§ PROBLEM TO WORK ON
Answer these questions using the Land Cruiser account:
1. Under what two conditions did the boost drop and bounce?
2. How many days away was the Camper Trailer's electrical system being readied for?
3. At what time did the trip to Jurien Bay begin?

§ PAGE EXCERPT

= Beginning of Section =

Before leaving for our mid north west adventure, I could feel something wasn’t quite right with our Land Cruiser. On heavy acceleration, or at high RPM, the boost would drop and bounce a little, and I could feel a loss of power. The frustrating thing though, was that the issue was intermittent, and I couldn’t for the life of me work out what was wrong with it.
Work commitments, and trying to get our Camper Trailers electrical system ready for 12 days away meant I didn’t have time to get my mechanic to check it out. Fingers crossed it would be ok!
We left a few days later at 5AM, heading to Jurien Bay. On the way up, I could still feel something wasn’t right, and it was getting worse. I kept watching the symptoms and trying to work out what was wrong – was an intercooler hose leaking, or the suction hose before the turbo getting sucked in (as it has in the past), or was it an issue with the fuel pump (that’s only recently been rebuilt) or filter.

= End of Section =

§ EXTRACTED DATA
= Beginning of Section =

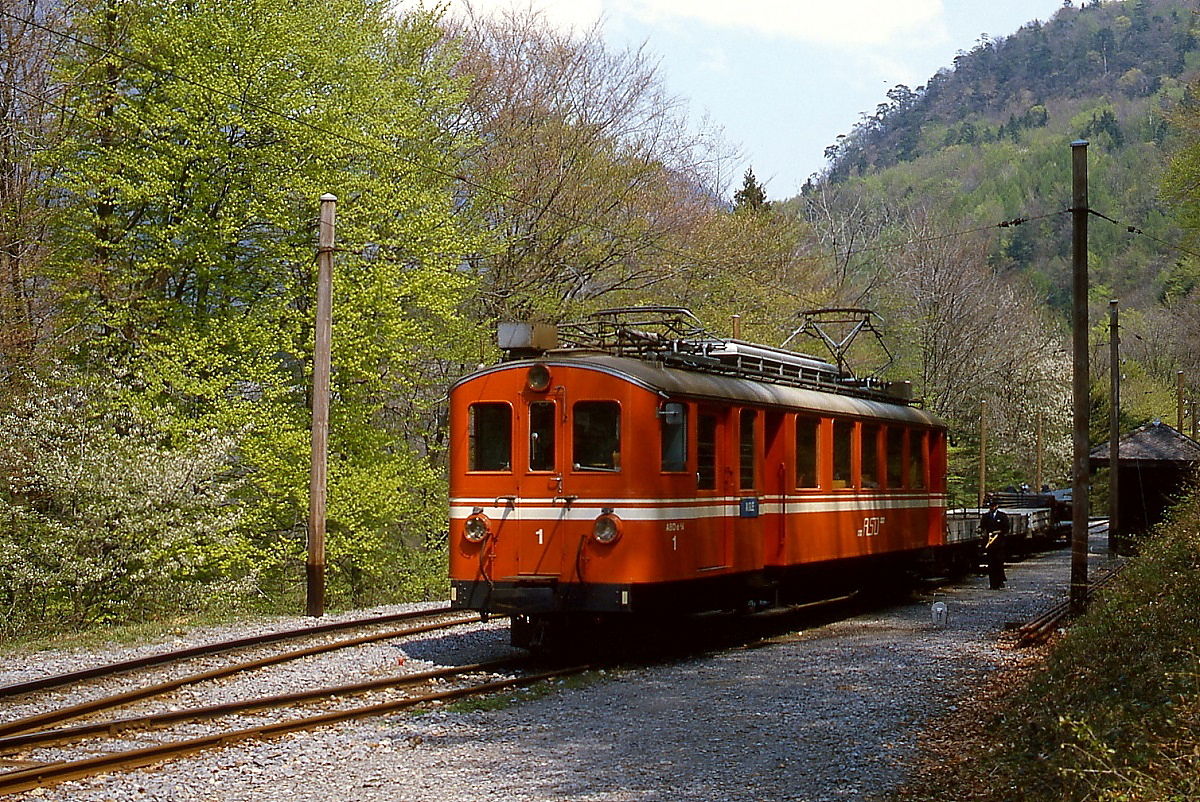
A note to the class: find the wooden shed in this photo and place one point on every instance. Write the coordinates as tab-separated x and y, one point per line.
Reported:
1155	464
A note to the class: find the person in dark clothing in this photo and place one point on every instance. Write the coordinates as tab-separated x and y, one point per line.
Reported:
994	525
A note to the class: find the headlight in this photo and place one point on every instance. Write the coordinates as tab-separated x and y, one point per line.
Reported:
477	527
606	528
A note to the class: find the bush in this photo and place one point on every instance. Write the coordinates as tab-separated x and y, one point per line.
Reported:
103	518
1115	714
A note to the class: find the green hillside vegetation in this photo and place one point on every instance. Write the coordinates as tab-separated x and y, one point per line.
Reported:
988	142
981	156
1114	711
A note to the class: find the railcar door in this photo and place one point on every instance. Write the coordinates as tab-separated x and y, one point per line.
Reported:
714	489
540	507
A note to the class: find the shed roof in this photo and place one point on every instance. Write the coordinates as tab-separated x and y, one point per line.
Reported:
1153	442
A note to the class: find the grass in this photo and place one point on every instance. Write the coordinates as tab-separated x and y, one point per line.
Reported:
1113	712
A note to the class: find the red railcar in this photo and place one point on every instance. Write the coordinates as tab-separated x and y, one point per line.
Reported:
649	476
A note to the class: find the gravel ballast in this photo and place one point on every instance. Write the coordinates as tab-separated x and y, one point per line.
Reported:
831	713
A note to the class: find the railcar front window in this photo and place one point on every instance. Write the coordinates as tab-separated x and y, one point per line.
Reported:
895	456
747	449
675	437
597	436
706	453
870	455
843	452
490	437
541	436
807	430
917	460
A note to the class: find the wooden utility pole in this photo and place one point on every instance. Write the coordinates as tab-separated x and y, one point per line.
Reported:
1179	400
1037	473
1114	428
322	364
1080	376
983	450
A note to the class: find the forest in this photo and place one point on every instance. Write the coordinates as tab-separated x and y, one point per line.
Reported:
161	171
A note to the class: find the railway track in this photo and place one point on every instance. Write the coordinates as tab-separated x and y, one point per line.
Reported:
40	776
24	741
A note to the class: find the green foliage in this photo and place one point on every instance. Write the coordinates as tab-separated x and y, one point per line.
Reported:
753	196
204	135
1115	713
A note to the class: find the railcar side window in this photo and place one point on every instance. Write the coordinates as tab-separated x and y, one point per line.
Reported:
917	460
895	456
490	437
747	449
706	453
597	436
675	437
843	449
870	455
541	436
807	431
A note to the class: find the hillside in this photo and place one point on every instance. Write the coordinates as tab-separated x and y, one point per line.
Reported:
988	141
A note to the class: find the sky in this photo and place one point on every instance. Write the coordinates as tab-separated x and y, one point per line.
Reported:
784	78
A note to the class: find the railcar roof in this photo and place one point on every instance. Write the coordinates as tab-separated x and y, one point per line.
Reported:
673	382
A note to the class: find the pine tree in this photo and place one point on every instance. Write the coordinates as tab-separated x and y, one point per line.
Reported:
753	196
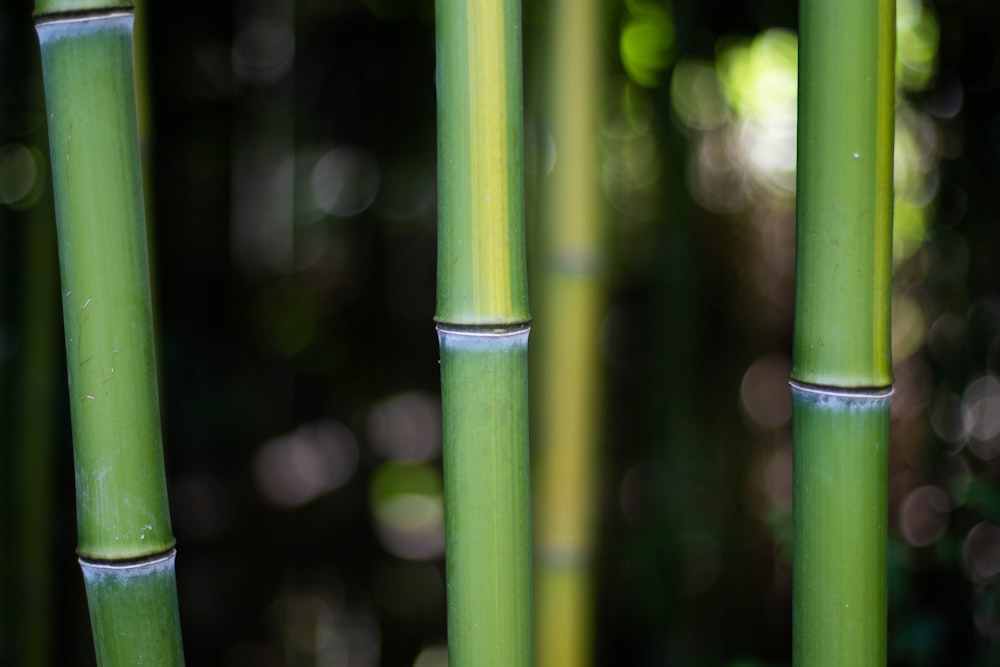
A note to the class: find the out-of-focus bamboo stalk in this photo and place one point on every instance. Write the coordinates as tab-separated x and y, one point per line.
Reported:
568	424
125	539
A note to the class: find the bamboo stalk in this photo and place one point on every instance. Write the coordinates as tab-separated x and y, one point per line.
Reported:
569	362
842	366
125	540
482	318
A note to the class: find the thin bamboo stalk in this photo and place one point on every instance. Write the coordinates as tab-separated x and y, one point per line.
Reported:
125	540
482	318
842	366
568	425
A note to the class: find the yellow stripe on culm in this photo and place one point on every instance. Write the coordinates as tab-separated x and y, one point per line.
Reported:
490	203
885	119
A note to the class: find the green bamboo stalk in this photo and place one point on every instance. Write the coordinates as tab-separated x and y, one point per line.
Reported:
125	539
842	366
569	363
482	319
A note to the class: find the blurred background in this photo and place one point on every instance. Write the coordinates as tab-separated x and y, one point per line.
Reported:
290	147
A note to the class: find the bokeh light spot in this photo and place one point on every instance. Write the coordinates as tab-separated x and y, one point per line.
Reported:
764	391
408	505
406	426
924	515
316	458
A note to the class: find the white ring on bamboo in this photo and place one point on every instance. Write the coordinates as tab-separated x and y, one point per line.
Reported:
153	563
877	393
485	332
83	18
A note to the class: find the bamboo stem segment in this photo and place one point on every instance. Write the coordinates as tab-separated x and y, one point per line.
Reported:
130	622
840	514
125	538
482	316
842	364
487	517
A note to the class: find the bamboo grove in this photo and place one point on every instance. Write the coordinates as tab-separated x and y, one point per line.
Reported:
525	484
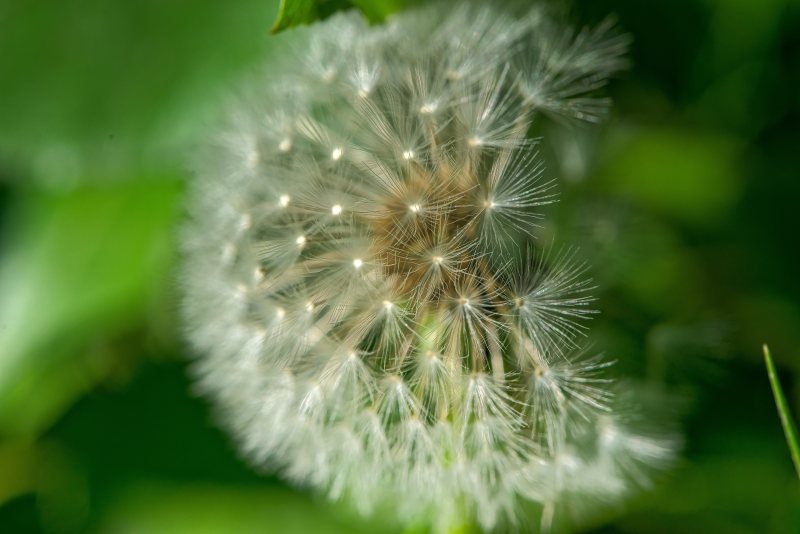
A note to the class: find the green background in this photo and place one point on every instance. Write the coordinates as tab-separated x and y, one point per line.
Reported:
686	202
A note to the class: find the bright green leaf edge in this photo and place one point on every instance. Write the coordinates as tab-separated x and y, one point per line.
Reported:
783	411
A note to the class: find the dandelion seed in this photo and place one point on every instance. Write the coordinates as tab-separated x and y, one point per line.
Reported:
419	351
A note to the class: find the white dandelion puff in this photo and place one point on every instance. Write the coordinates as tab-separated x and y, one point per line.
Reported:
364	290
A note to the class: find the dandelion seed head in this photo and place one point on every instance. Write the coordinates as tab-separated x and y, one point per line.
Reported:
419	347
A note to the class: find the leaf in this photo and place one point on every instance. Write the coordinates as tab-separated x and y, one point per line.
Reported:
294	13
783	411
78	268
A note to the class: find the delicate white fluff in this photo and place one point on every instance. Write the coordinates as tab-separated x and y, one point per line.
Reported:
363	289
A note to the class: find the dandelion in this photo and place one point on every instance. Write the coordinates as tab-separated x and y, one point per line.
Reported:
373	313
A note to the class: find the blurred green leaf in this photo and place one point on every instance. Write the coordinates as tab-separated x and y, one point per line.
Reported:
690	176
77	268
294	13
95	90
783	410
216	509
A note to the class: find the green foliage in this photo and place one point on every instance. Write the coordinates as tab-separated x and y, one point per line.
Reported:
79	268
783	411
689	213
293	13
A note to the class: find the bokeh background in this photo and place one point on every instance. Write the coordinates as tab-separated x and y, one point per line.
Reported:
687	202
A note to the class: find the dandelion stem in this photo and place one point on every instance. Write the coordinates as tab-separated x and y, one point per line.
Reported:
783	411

= End of Section =
= Beginning of Section =

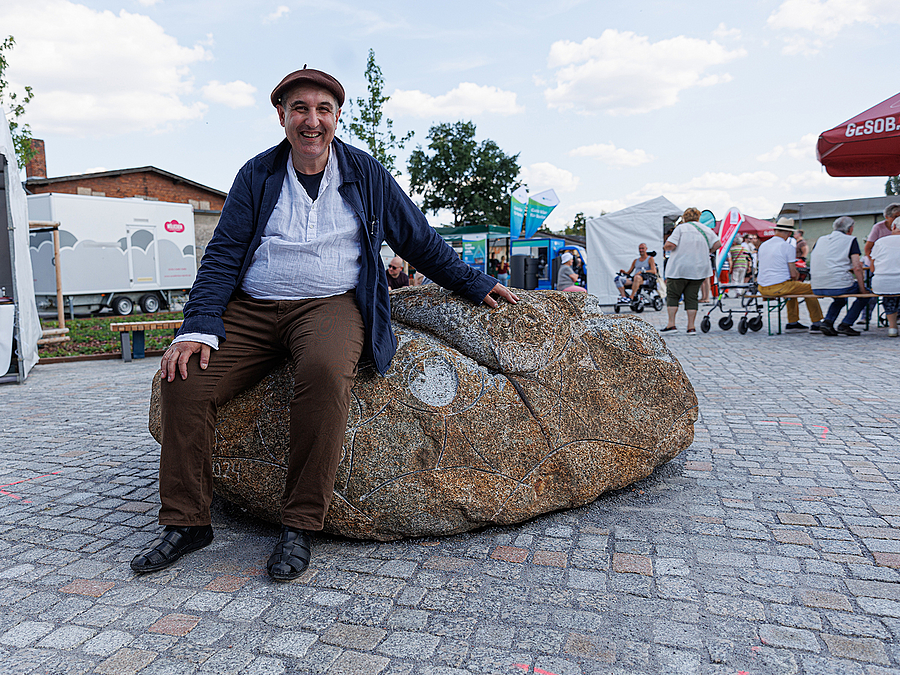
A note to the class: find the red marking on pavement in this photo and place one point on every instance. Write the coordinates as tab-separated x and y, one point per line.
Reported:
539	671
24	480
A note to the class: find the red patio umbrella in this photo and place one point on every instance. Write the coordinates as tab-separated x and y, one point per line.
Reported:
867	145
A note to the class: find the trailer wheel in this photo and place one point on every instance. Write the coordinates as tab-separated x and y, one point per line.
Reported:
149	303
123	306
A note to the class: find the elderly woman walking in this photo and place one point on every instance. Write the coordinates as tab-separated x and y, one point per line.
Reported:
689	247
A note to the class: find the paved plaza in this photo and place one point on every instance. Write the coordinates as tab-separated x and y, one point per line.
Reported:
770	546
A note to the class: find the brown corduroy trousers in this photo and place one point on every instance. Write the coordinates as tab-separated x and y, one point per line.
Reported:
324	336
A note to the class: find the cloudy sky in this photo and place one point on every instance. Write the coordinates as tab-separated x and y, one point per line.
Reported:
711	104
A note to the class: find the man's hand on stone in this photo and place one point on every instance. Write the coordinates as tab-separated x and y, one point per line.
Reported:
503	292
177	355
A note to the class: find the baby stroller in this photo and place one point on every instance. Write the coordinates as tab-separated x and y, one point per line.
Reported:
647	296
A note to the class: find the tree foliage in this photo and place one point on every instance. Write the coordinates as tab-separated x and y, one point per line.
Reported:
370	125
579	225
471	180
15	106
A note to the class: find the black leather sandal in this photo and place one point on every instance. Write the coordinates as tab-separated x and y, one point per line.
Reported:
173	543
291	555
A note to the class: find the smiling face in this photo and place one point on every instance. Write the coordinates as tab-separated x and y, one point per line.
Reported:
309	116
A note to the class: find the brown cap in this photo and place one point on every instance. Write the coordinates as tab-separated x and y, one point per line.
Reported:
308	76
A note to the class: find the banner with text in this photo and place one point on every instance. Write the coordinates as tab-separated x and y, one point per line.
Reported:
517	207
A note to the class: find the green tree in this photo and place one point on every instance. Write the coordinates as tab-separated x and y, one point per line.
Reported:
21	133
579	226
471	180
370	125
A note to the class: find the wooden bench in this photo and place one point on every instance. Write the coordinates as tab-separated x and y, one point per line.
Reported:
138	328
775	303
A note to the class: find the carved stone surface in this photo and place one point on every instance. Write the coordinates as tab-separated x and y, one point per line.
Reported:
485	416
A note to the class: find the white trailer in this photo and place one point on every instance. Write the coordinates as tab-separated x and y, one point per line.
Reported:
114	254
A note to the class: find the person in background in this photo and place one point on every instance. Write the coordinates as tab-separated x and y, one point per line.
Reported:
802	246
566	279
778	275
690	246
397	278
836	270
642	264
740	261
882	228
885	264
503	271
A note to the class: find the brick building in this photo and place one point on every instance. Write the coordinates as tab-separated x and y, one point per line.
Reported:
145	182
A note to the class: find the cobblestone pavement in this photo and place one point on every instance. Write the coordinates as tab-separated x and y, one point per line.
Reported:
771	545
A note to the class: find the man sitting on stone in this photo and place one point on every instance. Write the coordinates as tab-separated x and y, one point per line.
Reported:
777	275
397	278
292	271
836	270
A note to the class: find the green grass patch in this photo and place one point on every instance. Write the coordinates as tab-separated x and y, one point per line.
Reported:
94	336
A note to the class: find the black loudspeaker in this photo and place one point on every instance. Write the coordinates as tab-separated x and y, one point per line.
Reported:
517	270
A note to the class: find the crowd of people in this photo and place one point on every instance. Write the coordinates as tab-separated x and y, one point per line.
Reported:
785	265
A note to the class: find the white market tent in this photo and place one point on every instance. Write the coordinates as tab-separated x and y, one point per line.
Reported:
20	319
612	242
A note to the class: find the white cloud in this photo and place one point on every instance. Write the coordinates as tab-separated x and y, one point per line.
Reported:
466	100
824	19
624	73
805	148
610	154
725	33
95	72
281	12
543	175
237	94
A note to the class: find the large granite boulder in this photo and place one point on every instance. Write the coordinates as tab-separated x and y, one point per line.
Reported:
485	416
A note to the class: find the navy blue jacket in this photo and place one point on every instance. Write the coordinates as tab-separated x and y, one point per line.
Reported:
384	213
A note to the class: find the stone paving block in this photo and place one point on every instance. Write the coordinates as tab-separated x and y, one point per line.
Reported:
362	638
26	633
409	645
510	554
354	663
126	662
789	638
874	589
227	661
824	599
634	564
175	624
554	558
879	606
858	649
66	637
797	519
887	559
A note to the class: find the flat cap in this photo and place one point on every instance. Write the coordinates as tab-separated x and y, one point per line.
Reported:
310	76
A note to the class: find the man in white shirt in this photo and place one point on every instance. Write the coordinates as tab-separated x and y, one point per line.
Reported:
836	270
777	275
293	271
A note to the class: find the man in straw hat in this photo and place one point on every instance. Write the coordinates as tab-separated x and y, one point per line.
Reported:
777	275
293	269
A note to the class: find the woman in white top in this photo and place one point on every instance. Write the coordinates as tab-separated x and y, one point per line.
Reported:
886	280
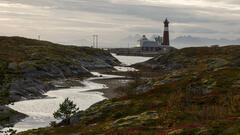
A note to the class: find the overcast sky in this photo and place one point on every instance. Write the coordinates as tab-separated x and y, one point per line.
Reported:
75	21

= End of Section =
= Beginning of Section =

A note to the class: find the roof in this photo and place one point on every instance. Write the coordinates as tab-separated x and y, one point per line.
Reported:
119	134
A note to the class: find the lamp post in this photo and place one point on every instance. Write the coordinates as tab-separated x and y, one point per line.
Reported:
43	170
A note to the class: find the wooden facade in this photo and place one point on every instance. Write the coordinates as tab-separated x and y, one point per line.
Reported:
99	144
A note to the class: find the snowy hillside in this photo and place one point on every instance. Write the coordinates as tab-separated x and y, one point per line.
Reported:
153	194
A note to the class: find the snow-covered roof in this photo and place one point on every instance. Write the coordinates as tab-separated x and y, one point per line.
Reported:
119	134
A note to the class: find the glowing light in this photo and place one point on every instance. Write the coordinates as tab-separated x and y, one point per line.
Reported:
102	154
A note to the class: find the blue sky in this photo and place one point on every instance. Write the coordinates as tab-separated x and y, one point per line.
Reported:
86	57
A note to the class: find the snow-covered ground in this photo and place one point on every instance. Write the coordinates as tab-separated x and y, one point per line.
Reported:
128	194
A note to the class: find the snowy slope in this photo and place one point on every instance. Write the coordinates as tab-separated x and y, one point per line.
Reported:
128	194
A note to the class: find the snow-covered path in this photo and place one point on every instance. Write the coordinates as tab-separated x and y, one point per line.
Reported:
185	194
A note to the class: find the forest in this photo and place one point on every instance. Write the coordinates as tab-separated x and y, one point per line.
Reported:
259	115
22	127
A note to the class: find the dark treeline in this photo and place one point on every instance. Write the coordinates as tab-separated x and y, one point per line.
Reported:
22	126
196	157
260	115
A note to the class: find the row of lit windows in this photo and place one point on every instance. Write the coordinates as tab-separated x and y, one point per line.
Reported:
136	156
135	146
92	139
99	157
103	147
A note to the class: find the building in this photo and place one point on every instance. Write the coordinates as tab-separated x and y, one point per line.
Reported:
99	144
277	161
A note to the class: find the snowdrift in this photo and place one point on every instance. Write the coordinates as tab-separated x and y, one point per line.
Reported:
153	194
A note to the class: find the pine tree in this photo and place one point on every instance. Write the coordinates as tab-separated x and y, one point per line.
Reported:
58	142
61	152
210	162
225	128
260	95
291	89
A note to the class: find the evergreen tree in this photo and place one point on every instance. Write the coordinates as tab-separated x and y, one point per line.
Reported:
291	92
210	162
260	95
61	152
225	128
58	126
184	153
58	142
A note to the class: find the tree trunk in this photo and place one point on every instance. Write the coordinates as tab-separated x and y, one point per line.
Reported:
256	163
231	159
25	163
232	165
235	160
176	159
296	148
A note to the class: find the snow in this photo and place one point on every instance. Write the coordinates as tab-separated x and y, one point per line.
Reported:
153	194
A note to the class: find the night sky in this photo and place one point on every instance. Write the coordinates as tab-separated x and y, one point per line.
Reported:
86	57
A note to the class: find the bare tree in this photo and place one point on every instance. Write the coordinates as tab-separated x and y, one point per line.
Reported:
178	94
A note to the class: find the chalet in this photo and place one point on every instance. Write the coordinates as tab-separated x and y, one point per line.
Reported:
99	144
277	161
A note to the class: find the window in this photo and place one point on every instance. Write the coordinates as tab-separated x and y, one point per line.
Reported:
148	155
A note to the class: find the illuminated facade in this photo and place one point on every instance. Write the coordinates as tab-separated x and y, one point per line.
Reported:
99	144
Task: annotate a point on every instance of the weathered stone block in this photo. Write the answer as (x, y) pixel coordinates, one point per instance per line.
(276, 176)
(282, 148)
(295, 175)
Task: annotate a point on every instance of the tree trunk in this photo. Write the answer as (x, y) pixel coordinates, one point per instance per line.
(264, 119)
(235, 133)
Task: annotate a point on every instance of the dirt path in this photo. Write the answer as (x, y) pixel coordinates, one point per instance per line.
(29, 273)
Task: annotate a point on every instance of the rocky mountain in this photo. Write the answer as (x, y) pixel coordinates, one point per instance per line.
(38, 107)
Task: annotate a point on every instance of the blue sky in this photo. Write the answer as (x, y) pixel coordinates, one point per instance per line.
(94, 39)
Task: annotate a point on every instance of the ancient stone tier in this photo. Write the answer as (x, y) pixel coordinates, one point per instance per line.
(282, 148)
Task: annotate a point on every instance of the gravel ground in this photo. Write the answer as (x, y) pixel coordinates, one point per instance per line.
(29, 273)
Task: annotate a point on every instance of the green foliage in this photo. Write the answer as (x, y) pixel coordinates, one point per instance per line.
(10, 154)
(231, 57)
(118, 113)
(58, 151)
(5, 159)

= End of Section =

§ SOLUTION TO THE PROBLEM
1. On heavy acceleration or at high RPM.
2. 12 days.
3. 5AM.